**EXERCISE INSTRUCTIONS**
Quote the full listing word for word.

Segment Start: MATERIAL SUPPLIED

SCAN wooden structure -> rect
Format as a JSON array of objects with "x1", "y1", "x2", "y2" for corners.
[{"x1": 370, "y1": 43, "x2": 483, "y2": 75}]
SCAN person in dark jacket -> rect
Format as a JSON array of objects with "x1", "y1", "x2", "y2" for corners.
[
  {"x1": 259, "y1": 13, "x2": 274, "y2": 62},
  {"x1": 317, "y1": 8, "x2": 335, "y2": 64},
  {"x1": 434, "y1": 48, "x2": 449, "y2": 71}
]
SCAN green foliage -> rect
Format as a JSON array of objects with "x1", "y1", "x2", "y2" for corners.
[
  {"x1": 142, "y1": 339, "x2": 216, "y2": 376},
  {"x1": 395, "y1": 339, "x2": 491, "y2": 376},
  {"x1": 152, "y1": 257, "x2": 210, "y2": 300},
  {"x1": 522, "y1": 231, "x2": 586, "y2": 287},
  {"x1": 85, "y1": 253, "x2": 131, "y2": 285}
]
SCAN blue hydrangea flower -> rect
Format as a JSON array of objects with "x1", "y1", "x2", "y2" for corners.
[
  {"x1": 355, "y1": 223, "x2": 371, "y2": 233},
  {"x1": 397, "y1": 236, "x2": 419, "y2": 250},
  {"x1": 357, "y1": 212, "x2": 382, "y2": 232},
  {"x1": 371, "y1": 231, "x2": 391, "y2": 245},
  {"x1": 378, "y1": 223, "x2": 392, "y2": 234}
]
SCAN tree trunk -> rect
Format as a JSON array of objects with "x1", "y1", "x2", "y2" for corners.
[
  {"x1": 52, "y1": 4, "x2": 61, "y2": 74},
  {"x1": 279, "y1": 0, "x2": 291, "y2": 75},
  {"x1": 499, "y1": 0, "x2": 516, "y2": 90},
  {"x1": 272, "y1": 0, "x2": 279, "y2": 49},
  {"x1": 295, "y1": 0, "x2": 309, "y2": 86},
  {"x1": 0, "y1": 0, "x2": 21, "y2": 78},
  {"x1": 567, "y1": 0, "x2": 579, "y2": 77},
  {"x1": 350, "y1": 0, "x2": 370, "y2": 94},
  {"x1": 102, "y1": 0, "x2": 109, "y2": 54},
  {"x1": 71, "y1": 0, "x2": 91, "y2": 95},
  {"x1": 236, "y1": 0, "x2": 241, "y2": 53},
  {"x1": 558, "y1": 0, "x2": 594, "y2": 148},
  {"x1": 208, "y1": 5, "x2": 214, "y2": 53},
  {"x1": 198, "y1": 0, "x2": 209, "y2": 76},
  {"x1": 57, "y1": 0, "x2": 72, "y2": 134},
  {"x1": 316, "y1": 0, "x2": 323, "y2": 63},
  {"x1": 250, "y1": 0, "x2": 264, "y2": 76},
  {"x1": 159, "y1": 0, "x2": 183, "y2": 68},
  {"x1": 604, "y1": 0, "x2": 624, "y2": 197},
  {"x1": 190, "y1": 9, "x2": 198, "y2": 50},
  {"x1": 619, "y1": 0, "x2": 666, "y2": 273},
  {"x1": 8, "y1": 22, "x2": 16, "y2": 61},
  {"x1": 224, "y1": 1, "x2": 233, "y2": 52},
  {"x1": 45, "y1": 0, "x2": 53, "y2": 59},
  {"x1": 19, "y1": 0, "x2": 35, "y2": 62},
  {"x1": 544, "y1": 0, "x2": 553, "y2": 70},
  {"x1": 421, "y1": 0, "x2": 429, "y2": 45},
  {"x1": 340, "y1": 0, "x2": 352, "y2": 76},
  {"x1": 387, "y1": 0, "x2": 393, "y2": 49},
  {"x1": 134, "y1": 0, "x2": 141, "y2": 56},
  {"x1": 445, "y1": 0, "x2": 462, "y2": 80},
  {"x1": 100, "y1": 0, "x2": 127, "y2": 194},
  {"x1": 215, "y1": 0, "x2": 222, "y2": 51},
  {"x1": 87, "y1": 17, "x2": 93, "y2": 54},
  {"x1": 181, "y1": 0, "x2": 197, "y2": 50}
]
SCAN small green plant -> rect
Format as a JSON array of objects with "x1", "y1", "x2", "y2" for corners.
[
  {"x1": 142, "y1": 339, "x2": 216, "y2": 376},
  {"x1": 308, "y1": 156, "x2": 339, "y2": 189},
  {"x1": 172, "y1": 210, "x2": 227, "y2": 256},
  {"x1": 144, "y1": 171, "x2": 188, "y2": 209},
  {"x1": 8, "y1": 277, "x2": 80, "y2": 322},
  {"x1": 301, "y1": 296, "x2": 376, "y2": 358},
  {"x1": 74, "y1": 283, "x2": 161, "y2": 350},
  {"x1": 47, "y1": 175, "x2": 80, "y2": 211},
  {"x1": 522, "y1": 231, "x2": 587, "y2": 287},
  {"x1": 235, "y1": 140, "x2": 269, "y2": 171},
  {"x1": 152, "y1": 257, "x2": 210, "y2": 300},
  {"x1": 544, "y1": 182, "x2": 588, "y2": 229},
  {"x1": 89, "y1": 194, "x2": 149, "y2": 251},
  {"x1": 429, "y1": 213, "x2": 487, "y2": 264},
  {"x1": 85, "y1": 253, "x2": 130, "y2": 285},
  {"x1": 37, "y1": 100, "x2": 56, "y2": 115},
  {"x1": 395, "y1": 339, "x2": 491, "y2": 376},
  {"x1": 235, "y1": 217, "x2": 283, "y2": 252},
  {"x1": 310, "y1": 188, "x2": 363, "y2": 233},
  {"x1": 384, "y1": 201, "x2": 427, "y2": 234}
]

Segment End: MATERIAL SUPPLIED

**ANSWER SPACE**
SCAN wooden structure -> rect
Format as a JSON array of objects with "x1", "y1", "x2", "y2" for corners.
[{"x1": 370, "y1": 43, "x2": 483, "y2": 75}]
SCAN person in dark jacket -> rect
Format as a JSON array of objects with "x1", "y1", "x2", "y2" for corners.
[
  {"x1": 259, "y1": 13, "x2": 274, "y2": 62},
  {"x1": 317, "y1": 8, "x2": 335, "y2": 64},
  {"x1": 434, "y1": 48, "x2": 449, "y2": 71}
]
SCAN green foliage -> rect
Format as a JSON array of objects with "x1", "y1", "x2", "y2" for corners.
[
  {"x1": 142, "y1": 339, "x2": 216, "y2": 376},
  {"x1": 395, "y1": 339, "x2": 491, "y2": 376},
  {"x1": 152, "y1": 257, "x2": 210, "y2": 300},
  {"x1": 522, "y1": 231, "x2": 586, "y2": 287},
  {"x1": 85, "y1": 253, "x2": 131, "y2": 285}
]
SCAN blue hydrangea flower -> rect
Format as a JSON array of objects with "x1", "y1", "x2", "y2" for corners.
[
  {"x1": 355, "y1": 223, "x2": 371, "y2": 233},
  {"x1": 397, "y1": 236, "x2": 419, "y2": 250},
  {"x1": 357, "y1": 212, "x2": 382, "y2": 232},
  {"x1": 371, "y1": 231, "x2": 391, "y2": 245},
  {"x1": 378, "y1": 223, "x2": 392, "y2": 234}
]
SCAN tree trunk -> rect
Format as a JSON array of objects with "x1", "y1", "x2", "y2" for corners.
[
  {"x1": 52, "y1": 4, "x2": 61, "y2": 74},
  {"x1": 279, "y1": 0, "x2": 291, "y2": 75},
  {"x1": 499, "y1": 0, "x2": 516, "y2": 90},
  {"x1": 272, "y1": 0, "x2": 279, "y2": 49},
  {"x1": 295, "y1": 0, "x2": 309, "y2": 86},
  {"x1": 0, "y1": 0, "x2": 21, "y2": 78},
  {"x1": 567, "y1": 0, "x2": 579, "y2": 77},
  {"x1": 350, "y1": 0, "x2": 370, "y2": 94},
  {"x1": 102, "y1": 0, "x2": 109, "y2": 54},
  {"x1": 71, "y1": 0, "x2": 91, "y2": 95},
  {"x1": 236, "y1": 0, "x2": 241, "y2": 53},
  {"x1": 558, "y1": 0, "x2": 594, "y2": 148},
  {"x1": 208, "y1": 5, "x2": 214, "y2": 53},
  {"x1": 198, "y1": 0, "x2": 209, "y2": 76},
  {"x1": 57, "y1": 0, "x2": 72, "y2": 134},
  {"x1": 316, "y1": 0, "x2": 323, "y2": 63},
  {"x1": 250, "y1": 0, "x2": 264, "y2": 76},
  {"x1": 159, "y1": 0, "x2": 183, "y2": 68},
  {"x1": 604, "y1": 0, "x2": 624, "y2": 197},
  {"x1": 190, "y1": 9, "x2": 198, "y2": 50},
  {"x1": 619, "y1": 0, "x2": 666, "y2": 273},
  {"x1": 8, "y1": 22, "x2": 16, "y2": 61},
  {"x1": 224, "y1": 1, "x2": 233, "y2": 52},
  {"x1": 45, "y1": 0, "x2": 53, "y2": 59},
  {"x1": 19, "y1": 0, "x2": 35, "y2": 62},
  {"x1": 544, "y1": 0, "x2": 553, "y2": 70},
  {"x1": 421, "y1": 0, "x2": 429, "y2": 45},
  {"x1": 340, "y1": 0, "x2": 352, "y2": 76},
  {"x1": 387, "y1": 0, "x2": 393, "y2": 49},
  {"x1": 134, "y1": 0, "x2": 141, "y2": 56},
  {"x1": 445, "y1": 0, "x2": 462, "y2": 80},
  {"x1": 100, "y1": 0, "x2": 127, "y2": 194},
  {"x1": 215, "y1": 0, "x2": 222, "y2": 51},
  {"x1": 87, "y1": 17, "x2": 93, "y2": 54},
  {"x1": 181, "y1": 0, "x2": 197, "y2": 50}
]
SCAN small green plant -> rect
Format as a JSON array of objects with "x1", "y1", "x2", "y2" for corners.
[
  {"x1": 142, "y1": 339, "x2": 216, "y2": 376},
  {"x1": 308, "y1": 156, "x2": 339, "y2": 189},
  {"x1": 172, "y1": 210, "x2": 227, "y2": 256},
  {"x1": 144, "y1": 171, "x2": 188, "y2": 209},
  {"x1": 8, "y1": 277, "x2": 80, "y2": 322},
  {"x1": 301, "y1": 296, "x2": 376, "y2": 358},
  {"x1": 74, "y1": 283, "x2": 161, "y2": 350},
  {"x1": 47, "y1": 175, "x2": 80, "y2": 211},
  {"x1": 522, "y1": 231, "x2": 587, "y2": 287},
  {"x1": 235, "y1": 140, "x2": 269, "y2": 171},
  {"x1": 152, "y1": 257, "x2": 210, "y2": 300},
  {"x1": 544, "y1": 182, "x2": 588, "y2": 229},
  {"x1": 89, "y1": 194, "x2": 149, "y2": 251},
  {"x1": 429, "y1": 213, "x2": 487, "y2": 264},
  {"x1": 85, "y1": 253, "x2": 130, "y2": 285},
  {"x1": 37, "y1": 100, "x2": 56, "y2": 115},
  {"x1": 395, "y1": 339, "x2": 491, "y2": 376},
  {"x1": 235, "y1": 217, "x2": 283, "y2": 252},
  {"x1": 310, "y1": 188, "x2": 363, "y2": 233},
  {"x1": 384, "y1": 201, "x2": 427, "y2": 234}
]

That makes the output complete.